— START OF Source —

This is the first modification I did and, like you, was also apprehensive regarding the installation process.
As far as I am concerned, NOBODY, no matter how qualified or professional they may be, will take care of the whole process (and your car) as good as yourself. So, if you can find the time, I would urge you to go for it.

A guide I made at that time may be helpful: TinyUpload.com - best file hosting solution, with no limits, totaly free

Bear in mind that some of the links may be outdated so feel free to ask for more assistance.
P.S.: A patch loom, or Toyota-to-ISO wiring harness is the quickest and "cleanest" way to connect your new stereo (presumably having ISO connectors in the back) to the connectors you will unplug from the factory stereo.
Quote:
Originally Posted by Mick Hatzo View Post
The only tools you need are your fingers, a Phillips head screwdriver and a 10mm wrench/socket. The latter tools can be borrowed or even bought for next-to-nothing. The Toyota-to-ISO adapter harness shouldn't cost more than 5-7 dollars.
Since you don't have to solder, crimp, splice or drill through anything, there really isn't any way to harm your car (added bonus: everything is reversible this way).
Take your time, be it 30 minutes or 5 hours, nobody will judge you. Have a friend or family member around for a second opinion/suggestions. Trust me, if you are able to plug/unplug an electrical appliance to a wall socket, you are more than qualified to undertake this job.

— END OF Source —
— START OF Data entries —

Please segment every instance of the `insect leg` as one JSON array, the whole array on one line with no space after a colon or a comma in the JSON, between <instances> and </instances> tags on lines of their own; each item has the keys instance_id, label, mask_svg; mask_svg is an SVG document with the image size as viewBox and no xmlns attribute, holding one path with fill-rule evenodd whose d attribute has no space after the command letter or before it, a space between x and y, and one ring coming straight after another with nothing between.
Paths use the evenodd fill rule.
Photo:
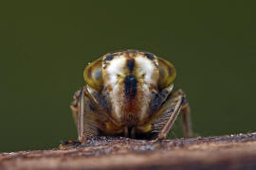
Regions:
<instances>
[{"instance_id":1,"label":"insect leg","mask_svg":"<svg viewBox=\"0 0 256 170\"><path fill-rule=\"evenodd\" d=\"M183 113L183 132L185 137L191 137L192 130L191 126L191 115L189 104L186 101L185 94L181 90L174 92L168 99L167 102L163 105L163 108L166 108L167 105L171 109L166 110L165 115L169 115L169 118L162 129L158 133L157 139L166 139L170 129L173 128L180 110Z\"/></svg>"},{"instance_id":2,"label":"insect leg","mask_svg":"<svg viewBox=\"0 0 256 170\"><path fill-rule=\"evenodd\" d=\"M78 114L78 140L79 141L85 141L85 136L83 133L83 114L84 114L84 88L82 88L80 92L80 98L79 98L79 114Z\"/></svg>"},{"instance_id":3,"label":"insect leg","mask_svg":"<svg viewBox=\"0 0 256 170\"><path fill-rule=\"evenodd\" d=\"M183 99L181 111L182 111L182 127L184 137L191 138L192 137L191 108L186 98Z\"/></svg>"}]
</instances>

— END OF Data entries —

> **What is required**: Reproduce the part of the car stereo post starting at "This is the" and ending at "for more assistance.".

> **Result of the exercise**:
This is the first modification I did and, like you, was also apprehensive regarding the installation process.
As far as I am concerned, NOBODY, no matter how qualified or professional they may be, will take care of the whole process (and your car) as good as yourself. So, if you can find the time, I would urge you to go for it.

A guide I made at that time may be helpful: TinyUpload.com - best file hosting solution, with no limits, totaly free

Bear in mind that some of the links may be outdated so feel free to ask for more assistance.